WHAT YOU HAVE TO DO: Gather every line of the listing below that contains the word "green".
++++ MATERIAL SHOWN ++++
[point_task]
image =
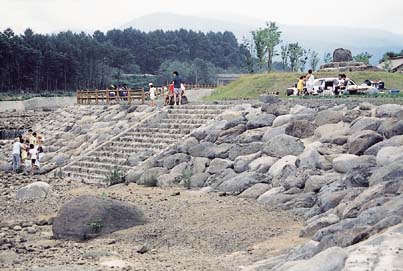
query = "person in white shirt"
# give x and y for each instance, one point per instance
(16, 154)
(153, 94)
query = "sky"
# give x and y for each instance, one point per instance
(48, 16)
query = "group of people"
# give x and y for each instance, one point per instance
(173, 94)
(306, 83)
(28, 151)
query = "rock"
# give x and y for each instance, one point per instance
(241, 182)
(269, 99)
(328, 117)
(255, 191)
(176, 159)
(262, 164)
(210, 150)
(241, 163)
(387, 173)
(395, 141)
(272, 132)
(251, 136)
(199, 179)
(218, 164)
(133, 176)
(61, 159)
(200, 164)
(169, 180)
(244, 149)
(283, 166)
(359, 142)
(36, 190)
(392, 128)
(87, 217)
(300, 129)
(358, 177)
(259, 121)
(365, 123)
(387, 155)
(318, 224)
(331, 259)
(8, 258)
(342, 55)
(346, 162)
(328, 132)
(282, 120)
(150, 176)
(388, 110)
(283, 145)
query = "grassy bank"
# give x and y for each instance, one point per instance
(12, 96)
(251, 86)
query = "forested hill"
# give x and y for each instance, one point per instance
(68, 61)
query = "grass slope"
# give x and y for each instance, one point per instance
(251, 86)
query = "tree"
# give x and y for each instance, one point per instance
(313, 60)
(260, 47)
(327, 58)
(271, 40)
(362, 57)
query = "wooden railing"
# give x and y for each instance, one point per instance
(200, 86)
(106, 96)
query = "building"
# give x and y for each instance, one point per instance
(396, 64)
(225, 79)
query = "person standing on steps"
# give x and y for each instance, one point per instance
(177, 81)
(310, 82)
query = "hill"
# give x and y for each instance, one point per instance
(251, 86)
(319, 38)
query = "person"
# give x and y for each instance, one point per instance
(300, 85)
(310, 82)
(16, 154)
(153, 95)
(33, 155)
(177, 81)
(24, 153)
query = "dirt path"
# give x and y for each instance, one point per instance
(189, 231)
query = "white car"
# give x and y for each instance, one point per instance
(326, 86)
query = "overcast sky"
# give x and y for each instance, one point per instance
(46, 16)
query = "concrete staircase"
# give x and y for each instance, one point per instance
(148, 138)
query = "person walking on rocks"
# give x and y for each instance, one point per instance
(177, 81)
(16, 154)
(310, 82)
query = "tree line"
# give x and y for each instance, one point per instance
(67, 61)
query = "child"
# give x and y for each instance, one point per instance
(300, 85)
(33, 155)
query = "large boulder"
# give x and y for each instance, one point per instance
(392, 142)
(342, 55)
(241, 182)
(87, 217)
(300, 129)
(218, 164)
(210, 150)
(150, 176)
(176, 159)
(259, 121)
(388, 155)
(255, 191)
(262, 164)
(283, 145)
(328, 117)
(359, 142)
(365, 123)
(346, 162)
(241, 162)
(36, 190)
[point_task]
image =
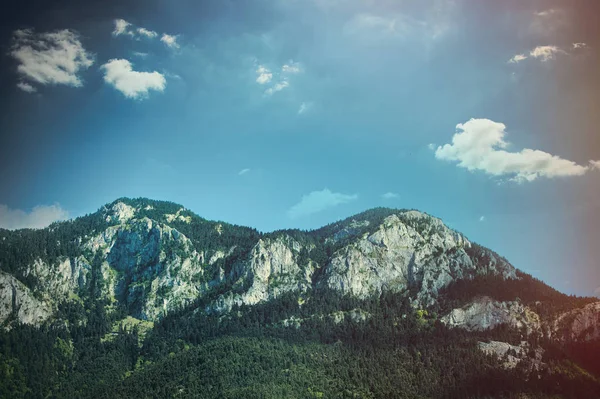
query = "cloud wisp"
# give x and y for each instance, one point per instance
(279, 80)
(124, 28)
(389, 196)
(119, 73)
(39, 217)
(544, 53)
(51, 58)
(480, 145)
(318, 201)
(170, 40)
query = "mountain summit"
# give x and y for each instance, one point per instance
(144, 264)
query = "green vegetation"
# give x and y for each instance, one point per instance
(94, 348)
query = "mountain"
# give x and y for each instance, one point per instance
(146, 298)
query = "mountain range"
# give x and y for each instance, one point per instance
(146, 298)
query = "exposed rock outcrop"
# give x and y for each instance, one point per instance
(411, 249)
(578, 325)
(485, 313)
(16, 300)
(512, 355)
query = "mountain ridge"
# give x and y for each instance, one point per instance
(155, 277)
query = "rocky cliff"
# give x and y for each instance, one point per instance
(152, 258)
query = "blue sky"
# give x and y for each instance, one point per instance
(278, 114)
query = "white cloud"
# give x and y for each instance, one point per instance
(39, 217)
(291, 67)
(546, 53)
(170, 40)
(264, 75)
(50, 58)
(318, 201)
(517, 58)
(304, 108)
(479, 145)
(277, 87)
(146, 32)
(122, 28)
(26, 87)
(120, 74)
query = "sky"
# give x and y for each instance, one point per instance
(297, 113)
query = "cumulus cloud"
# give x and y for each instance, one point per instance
(169, 40)
(26, 87)
(146, 32)
(318, 201)
(291, 67)
(277, 87)
(39, 217)
(50, 58)
(389, 195)
(133, 84)
(264, 75)
(545, 53)
(517, 58)
(479, 144)
(122, 28)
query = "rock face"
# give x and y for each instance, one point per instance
(579, 324)
(411, 249)
(485, 313)
(16, 300)
(512, 355)
(153, 268)
(146, 263)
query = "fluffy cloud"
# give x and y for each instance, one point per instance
(264, 75)
(545, 53)
(389, 196)
(277, 87)
(169, 40)
(318, 201)
(479, 144)
(292, 67)
(122, 28)
(120, 74)
(26, 87)
(50, 58)
(148, 33)
(517, 58)
(39, 217)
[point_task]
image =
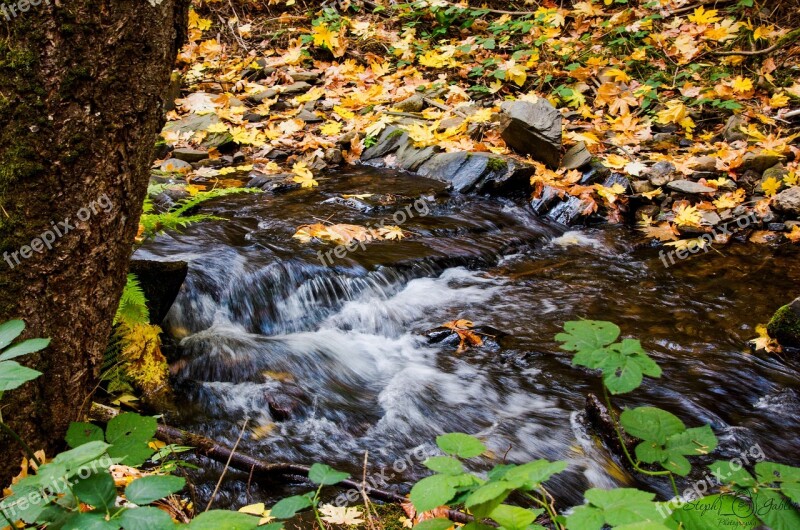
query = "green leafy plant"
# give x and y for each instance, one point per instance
(179, 216)
(320, 474)
(58, 493)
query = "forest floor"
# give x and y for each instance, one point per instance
(695, 104)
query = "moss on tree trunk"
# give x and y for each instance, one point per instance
(82, 88)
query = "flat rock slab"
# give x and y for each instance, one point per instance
(533, 129)
(689, 187)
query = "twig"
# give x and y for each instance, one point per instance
(789, 38)
(227, 464)
(215, 451)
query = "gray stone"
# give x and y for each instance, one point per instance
(175, 165)
(479, 173)
(577, 156)
(413, 103)
(389, 141)
(295, 88)
(411, 158)
(549, 197)
(334, 156)
(732, 132)
(569, 211)
(689, 187)
(533, 129)
(190, 155)
(788, 201)
(661, 173)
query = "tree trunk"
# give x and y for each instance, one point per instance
(82, 86)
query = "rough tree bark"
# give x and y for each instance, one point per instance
(82, 86)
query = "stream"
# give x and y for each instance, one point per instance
(330, 361)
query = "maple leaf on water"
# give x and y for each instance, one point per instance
(771, 186)
(662, 232)
(391, 232)
(687, 216)
(303, 175)
(764, 341)
(345, 515)
(465, 334)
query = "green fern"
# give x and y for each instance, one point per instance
(132, 307)
(175, 218)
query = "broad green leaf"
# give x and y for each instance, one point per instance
(651, 424)
(323, 474)
(434, 524)
(624, 377)
(726, 473)
(24, 348)
(80, 433)
(14, 375)
(223, 520)
(625, 505)
(489, 492)
(75, 458)
(288, 507)
(587, 335)
(715, 512)
(90, 521)
(787, 477)
(529, 476)
(147, 518)
(514, 517)
(149, 489)
(97, 490)
(9, 331)
(585, 518)
(445, 465)
(129, 434)
(432, 492)
(776, 511)
(460, 444)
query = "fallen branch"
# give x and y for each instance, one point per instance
(258, 468)
(786, 40)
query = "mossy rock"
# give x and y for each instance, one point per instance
(785, 325)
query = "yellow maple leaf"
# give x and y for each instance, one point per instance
(703, 16)
(391, 232)
(324, 37)
(331, 128)
(742, 85)
(674, 113)
(771, 186)
(779, 100)
(303, 175)
(687, 216)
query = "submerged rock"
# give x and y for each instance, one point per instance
(533, 129)
(785, 325)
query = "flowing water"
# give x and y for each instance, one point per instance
(329, 361)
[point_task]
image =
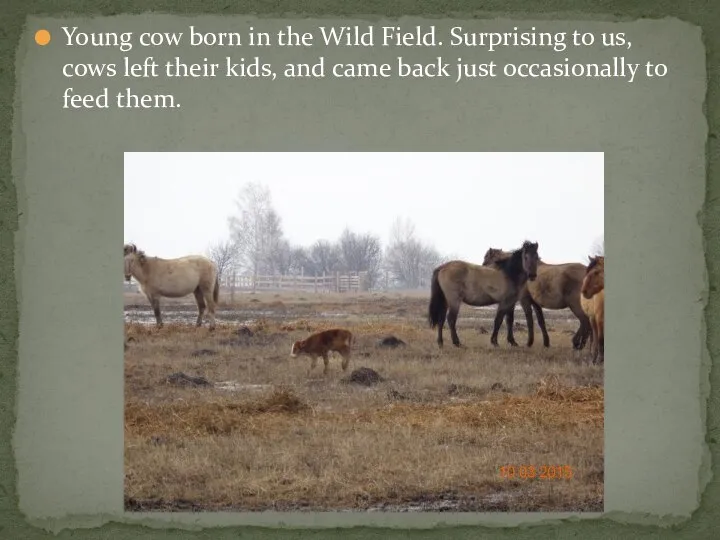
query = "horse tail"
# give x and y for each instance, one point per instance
(438, 302)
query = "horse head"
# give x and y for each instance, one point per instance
(492, 255)
(132, 257)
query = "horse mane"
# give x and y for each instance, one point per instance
(132, 248)
(512, 265)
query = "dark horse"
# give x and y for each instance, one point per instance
(557, 287)
(458, 282)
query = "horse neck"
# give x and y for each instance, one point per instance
(140, 271)
(514, 270)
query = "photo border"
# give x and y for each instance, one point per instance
(706, 16)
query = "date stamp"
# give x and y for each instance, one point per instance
(541, 472)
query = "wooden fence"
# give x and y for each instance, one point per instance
(337, 282)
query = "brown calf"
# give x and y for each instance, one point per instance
(321, 344)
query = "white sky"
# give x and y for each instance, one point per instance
(463, 203)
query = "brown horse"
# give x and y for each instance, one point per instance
(458, 282)
(557, 287)
(174, 278)
(592, 298)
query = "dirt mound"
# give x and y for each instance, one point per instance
(244, 331)
(391, 342)
(364, 376)
(180, 379)
(203, 352)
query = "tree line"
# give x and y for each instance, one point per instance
(257, 246)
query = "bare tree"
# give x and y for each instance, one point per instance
(409, 260)
(361, 253)
(249, 227)
(324, 258)
(276, 253)
(224, 255)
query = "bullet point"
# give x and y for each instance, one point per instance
(42, 37)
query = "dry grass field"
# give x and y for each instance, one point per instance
(257, 432)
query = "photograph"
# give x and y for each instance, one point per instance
(354, 331)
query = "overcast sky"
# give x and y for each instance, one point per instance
(463, 203)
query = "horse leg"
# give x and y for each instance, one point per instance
(541, 322)
(441, 323)
(595, 343)
(452, 320)
(201, 304)
(155, 302)
(510, 321)
(496, 325)
(526, 304)
(211, 305)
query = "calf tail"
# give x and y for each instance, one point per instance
(438, 302)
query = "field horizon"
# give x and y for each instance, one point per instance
(226, 420)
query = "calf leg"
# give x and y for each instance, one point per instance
(201, 305)
(313, 363)
(346, 357)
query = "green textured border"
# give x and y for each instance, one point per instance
(705, 14)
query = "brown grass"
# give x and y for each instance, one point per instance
(431, 436)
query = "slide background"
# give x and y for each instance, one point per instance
(11, 519)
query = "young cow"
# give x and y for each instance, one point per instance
(321, 344)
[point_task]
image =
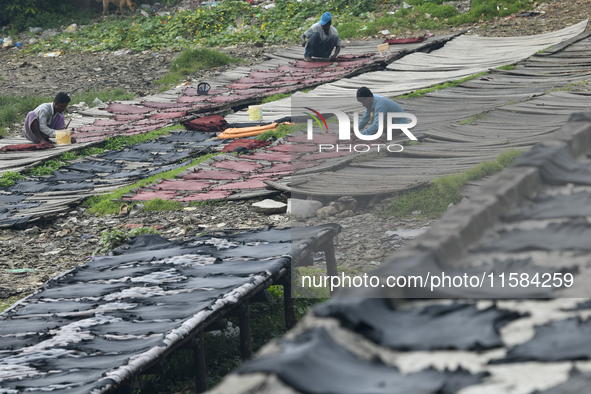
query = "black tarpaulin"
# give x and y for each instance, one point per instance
(309, 365)
(433, 327)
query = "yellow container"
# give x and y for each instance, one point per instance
(63, 137)
(255, 112)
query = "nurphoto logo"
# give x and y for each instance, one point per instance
(393, 122)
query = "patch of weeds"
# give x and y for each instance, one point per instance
(433, 199)
(281, 131)
(159, 205)
(191, 60)
(568, 88)
(275, 97)
(103, 205)
(9, 178)
(452, 84)
(110, 239)
(474, 118)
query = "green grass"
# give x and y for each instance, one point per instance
(234, 22)
(281, 131)
(451, 84)
(112, 143)
(8, 178)
(103, 205)
(433, 199)
(474, 118)
(15, 108)
(192, 60)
++++
ANSWER BELOW:
query = "green vegetation"
query = "green leafy plant"
query = "green fern"
query = "broad green leaf"
query = "green textured border"
query = "green grass"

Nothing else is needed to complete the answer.